## DATA SHOWN
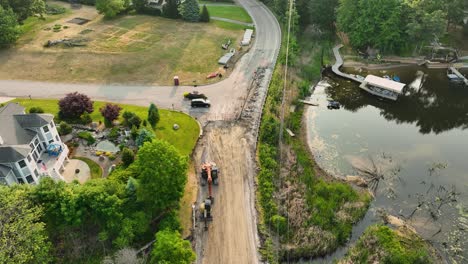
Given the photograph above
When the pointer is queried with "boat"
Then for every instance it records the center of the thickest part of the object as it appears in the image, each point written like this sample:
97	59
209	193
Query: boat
382	87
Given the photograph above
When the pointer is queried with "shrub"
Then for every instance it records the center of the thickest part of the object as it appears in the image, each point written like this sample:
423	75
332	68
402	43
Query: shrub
73	105
88	137
127	157
36	110
64	128
189	10
114	134
205	15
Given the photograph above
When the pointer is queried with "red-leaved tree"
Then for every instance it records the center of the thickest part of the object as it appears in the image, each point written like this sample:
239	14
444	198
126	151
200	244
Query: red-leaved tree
73	105
110	112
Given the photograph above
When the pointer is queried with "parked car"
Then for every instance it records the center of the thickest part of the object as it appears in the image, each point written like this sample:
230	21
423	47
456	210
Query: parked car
200	103
194	95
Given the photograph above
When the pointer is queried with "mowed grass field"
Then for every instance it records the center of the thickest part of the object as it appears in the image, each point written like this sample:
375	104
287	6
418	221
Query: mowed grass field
134	49
184	139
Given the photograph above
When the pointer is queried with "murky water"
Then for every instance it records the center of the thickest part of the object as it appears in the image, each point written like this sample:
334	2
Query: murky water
418	144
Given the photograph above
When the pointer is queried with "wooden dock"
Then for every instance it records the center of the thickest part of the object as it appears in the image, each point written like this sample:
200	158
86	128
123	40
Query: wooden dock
459	75
339	62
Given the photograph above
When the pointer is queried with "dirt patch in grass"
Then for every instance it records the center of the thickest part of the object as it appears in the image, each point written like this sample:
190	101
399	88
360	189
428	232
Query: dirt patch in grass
129	49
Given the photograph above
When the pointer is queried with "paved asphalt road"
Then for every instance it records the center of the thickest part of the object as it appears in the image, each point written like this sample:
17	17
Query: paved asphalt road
226	96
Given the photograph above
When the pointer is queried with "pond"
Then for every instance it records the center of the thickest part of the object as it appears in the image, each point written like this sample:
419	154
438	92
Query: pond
417	146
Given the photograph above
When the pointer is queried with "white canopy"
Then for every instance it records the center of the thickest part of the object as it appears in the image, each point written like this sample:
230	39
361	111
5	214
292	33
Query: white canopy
384	83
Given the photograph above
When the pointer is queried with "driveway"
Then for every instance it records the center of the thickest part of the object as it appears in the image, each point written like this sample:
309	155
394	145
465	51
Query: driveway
226	96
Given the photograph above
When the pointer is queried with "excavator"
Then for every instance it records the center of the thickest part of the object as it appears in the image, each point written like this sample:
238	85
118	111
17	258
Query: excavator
209	174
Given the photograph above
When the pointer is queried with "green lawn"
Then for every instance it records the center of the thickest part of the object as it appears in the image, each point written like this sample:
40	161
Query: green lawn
231	12
96	170
183	139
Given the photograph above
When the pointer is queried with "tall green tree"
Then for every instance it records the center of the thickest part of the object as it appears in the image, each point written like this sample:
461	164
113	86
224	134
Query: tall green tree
189	10
205	15
171	248
22	235
9	29
24	8
162	176
153	115
110	8
171	9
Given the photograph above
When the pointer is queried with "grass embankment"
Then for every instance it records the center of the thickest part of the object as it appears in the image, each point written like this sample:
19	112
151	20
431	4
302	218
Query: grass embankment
310	214
380	244
96	170
230	12
184	139
135	49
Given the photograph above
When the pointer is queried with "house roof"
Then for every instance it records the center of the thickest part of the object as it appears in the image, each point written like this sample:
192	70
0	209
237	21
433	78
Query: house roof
13	153
4	171
34	120
384	83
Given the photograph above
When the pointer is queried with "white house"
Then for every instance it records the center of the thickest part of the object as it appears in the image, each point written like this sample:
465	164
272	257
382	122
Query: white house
30	147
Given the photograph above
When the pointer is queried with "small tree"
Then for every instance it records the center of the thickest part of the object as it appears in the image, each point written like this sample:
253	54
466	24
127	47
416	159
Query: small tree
9	29
110	8
153	115
110	112
73	105
36	110
190	11
144	136
127	157
64	128
205	15
171	9
171	248
131	119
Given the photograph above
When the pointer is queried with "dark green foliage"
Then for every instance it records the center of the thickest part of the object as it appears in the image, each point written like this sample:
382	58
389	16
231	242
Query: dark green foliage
153	115
24	8
127	157
23	235
171	9
87	136
205	15
189	10
36	110
131	119
162	176
171	248
9	29
144	136
73	105
64	128
381	244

## PROBLEM STATEMENT
Each line of the data should be quoted exactly, with pictures left out.

## RESPONSE FOR THIS EXERCISE
Given the photograph above
When the pointer is queried with "boat"
Then for every instance it records the center of the thickest part of the object as it appears in the image, each point written like this sample:
97	59
209	193
Query: boat
382	87
Given the photograph above
When the pointer is queried with "shrub"
Then for every instance it records the center of the thickest part of the object as it appears in the image, each point written like this sample:
423	75
332	68
402	43
Query: shrub
73	105
88	137
127	157
36	110
64	128
189	10
114	134
205	15
Given the photograph above
When the pointer is queried with "red-leaved tree"
Then for every instance it records the center of the thickest part of the object as it appears in the image, each point written like this sample:
239	14
444	198
126	151
200	244
Query: red-leaved tree
73	105
110	112
Given the photograph above
When the pointer is queried with "parked car"
Then for every instance it records the center of the thickest part of the object as it appears in the image, each point written like this sample:
230	21
423	47
456	210
Query: parked car
200	103
194	95
Given the photograph above
When the pointer is queried with "mowed grass field"
Then for every instance it records the center of the thickest part of the object as it appears in the image, each point written like this sample:
375	104
287	6
418	221
Query: mowed grass field
134	49
184	139
Given the photograph above
When the pointer is queried with "murky water"
Then for every instance it records the center of the thickest part of the object as it appears in the image, each point written like this sample:
334	2
Query: murky water
418	144
Given the photograph above
When the pointer is queried with "wooden dock"
Then for every instance it records the center of the thickest part of the object as it appears in the image, each point written like this sample:
200	158
86	128
123	40
Query: wooden dock
459	75
339	62
Given the photograph above
When the pointer is queried with "dirt patch in grass"
Then for every instance it records the center of the thickest part of the object as it appears in the image, each point written like this sample:
190	101
399	88
360	189
428	232
Query: dirt patch in grass
129	49
Given the photograph above
When the pointer is queried with "paved asphalt road"
Then for every instance it records the center of the thickest part of the object as it appears in the image, each point written like this sample:
17	17
Query: paved asphalt road
226	96
Given the photograph above
When the pointer is queried with "pond"
Then for every instance it records the center of the thickest part of the object as it appears in the image, each point written like this sample:
419	154
438	92
Query: pond
417	146
Given the photograph above
When the pointer is queried with "white canopy"
Then for every instance it records the center of the thickest part of the object as it appears in the image, each point written like this sample:
230	39
361	111
5	214
292	33
Query: white canopy
384	83
Given the photograph above
When the pointer is queried with "driveway"
Then for every instance it records the center of the thickest part of the object as it appears in the image, each point written like this sample:
309	155
394	145
465	51
Query: driveway
226	96
Given the photograph above
When the pointer is queried with "excavator"
Then for every instance it records the center of the thickest part of the object as it appears in the image, each point written like this sample:
238	85
118	111
17	258
Query: excavator
209	174
Given the photograph above
When the pointer is queried with "green lawn"
Then for every instance it records the center of the thickest part of the object as it appears in the image, each point written like this sample:
40	161
Query: green lawn
231	12
96	170
183	139
Given the photograph above
When the pointer is queried with "tall green tree"
Then for every instance it records the center of the thickest part of the object as it appears in the image, each point written like this sample:
461	164
113	86
224	134
Query: tall green tree
189	10
205	15
171	248
22	235
9	29
24	8
162	176
153	115
110	8
171	9
Given the photograph above
When the pointer is queried with "grass embankment"
Then for every instance it records the center of the thickest part of the object as it appears in the image, each point written like this sample:
19	112
151	20
431	4
302	218
Query: grass embankment
310	214
380	244
96	170
230	12
184	139
135	49
Given the photograph above
When the pointer is queried with "house roof"
Then for every instance it records the center of the thickest part of the object as it appears in the image, each point written like this sample:
192	70
0	209
237	21
433	78
Query: house roof
13	153
4	171
34	120
384	83
Given the photograph above
When the pointer is queried with "white house"
Then for every instance it records the center of the thickest part of the object as it appears in the image, each point written like this sample:
465	164
272	257
382	122
Query: white house
30	147
Given the photograph above
When the pointer is queried with "small tree"
Then for every instance it records the center of the thickest part of the object as it appears in the image, each point written like this sample:
253	54
466	24
127	47
416	159
Query: small tree
9	29
110	8
153	115
110	112
73	105
36	110
190	11
144	136
127	157
64	128
205	15
171	9
171	248
131	119
Given the photograph above
When the pointer is queried with "dark green foliage"
Then for every instance it records the center of the thickest part of the object as it appears in the image, each point written like this sample:
382	58
389	16
231	242
Query: dark green foliage
153	115
24	8
127	157
23	235
171	9
87	136
205	15
189	10
36	110
131	119
162	176
171	248
9	29
144	136
73	105
64	128
381	244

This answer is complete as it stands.